→ **Exercise task**:
The data below must be copied in full and without any change.

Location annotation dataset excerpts
☆ ☆ ☆ ☆ ☆ ☆ ☆

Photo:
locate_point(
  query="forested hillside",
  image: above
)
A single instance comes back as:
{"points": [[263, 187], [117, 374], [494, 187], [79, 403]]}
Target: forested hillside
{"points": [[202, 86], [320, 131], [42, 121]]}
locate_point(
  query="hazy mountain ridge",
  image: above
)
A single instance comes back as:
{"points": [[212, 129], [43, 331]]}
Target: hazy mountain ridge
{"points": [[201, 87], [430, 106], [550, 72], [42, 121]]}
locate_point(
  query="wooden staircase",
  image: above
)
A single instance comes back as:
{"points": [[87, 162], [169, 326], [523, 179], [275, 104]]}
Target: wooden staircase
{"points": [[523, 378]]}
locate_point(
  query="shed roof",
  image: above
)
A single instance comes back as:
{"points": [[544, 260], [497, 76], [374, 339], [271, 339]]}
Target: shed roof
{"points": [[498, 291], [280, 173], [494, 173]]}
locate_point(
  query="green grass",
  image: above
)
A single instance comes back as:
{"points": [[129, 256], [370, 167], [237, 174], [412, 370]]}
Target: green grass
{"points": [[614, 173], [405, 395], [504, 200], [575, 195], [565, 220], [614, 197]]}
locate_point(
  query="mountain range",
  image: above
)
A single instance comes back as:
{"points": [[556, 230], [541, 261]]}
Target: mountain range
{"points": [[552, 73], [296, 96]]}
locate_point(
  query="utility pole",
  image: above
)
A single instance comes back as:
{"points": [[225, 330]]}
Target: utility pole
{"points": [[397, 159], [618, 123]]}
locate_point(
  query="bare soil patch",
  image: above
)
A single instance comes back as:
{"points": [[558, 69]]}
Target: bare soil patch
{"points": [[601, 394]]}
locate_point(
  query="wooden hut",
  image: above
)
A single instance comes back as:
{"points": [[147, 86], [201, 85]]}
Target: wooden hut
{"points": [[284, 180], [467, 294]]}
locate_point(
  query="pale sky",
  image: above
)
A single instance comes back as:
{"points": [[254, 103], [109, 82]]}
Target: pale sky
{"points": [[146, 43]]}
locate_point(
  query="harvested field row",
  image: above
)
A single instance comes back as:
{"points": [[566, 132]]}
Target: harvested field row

☆ ☆ ☆ ☆ ☆ ☆ ☆

→ **Result for this exercise**:
Photo:
locate_point(
  query="forested hillside",
  image: above
)
A single instance comes back as:
{"points": [[263, 187], [117, 374], [494, 187], [79, 403]]}
Target: forested hillside
{"points": [[202, 86], [320, 131], [42, 121]]}
locate_point(
  query="hazy mountain ridge",
  image: above
)
A single instance comes back as:
{"points": [[212, 129], [43, 331]]}
Target: hazy mountain ridge
{"points": [[201, 87], [430, 106], [550, 72], [42, 121]]}
locate_point(
  query="wooden staircase",
  image: above
)
A single instance comes back as:
{"points": [[87, 162], [169, 326], [523, 179], [275, 104]]}
Target: wooden staircase
{"points": [[523, 378]]}
locate_point(
  query="shed roof",
  image: above
)
A single instance comes back as:
{"points": [[544, 260], [497, 76], [374, 339], [271, 339]]}
Target: shed roof
{"points": [[498, 291], [280, 173], [494, 173]]}
locate_point(
  query="green grass",
  image: above
)
A single instance comes back as:
{"points": [[129, 256], [370, 167], [237, 174], [412, 370]]}
Target: green grass
{"points": [[614, 173], [405, 395], [504, 200], [575, 195], [565, 220], [614, 197]]}
locate_point(
  query="mountain range",
  image: above
)
A single instance comes back as:
{"points": [[556, 230], [541, 261]]}
Target: mountain range
{"points": [[552, 73], [296, 96]]}
locate_point(
  query="utility pole",
  image: above
)
A single instance comes back as:
{"points": [[225, 330]]}
Target: utility pole
{"points": [[397, 159], [618, 123]]}
locate_point(
  query="bare soil patch",
  image: above
)
A single instance comes back as:
{"points": [[558, 69]]}
Target: bare soil patch
{"points": [[601, 394]]}
locate_point(
  query="wooden hut",
  image: above
)
A single instance comes back as:
{"points": [[147, 86], [201, 85]]}
Target: wooden hut
{"points": [[284, 180], [467, 294]]}
locate_point(
  query="pale sky",
  image: above
)
A single instance comes back as:
{"points": [[254, 103], [109, 82]]}
Target: pale sky
{"points": [[146, 43]]}
locate_point(
  query="harvested field row",
  image: above
)
A single instance comes back as:
{"points": [[566, 132]]}
Target: harvested field row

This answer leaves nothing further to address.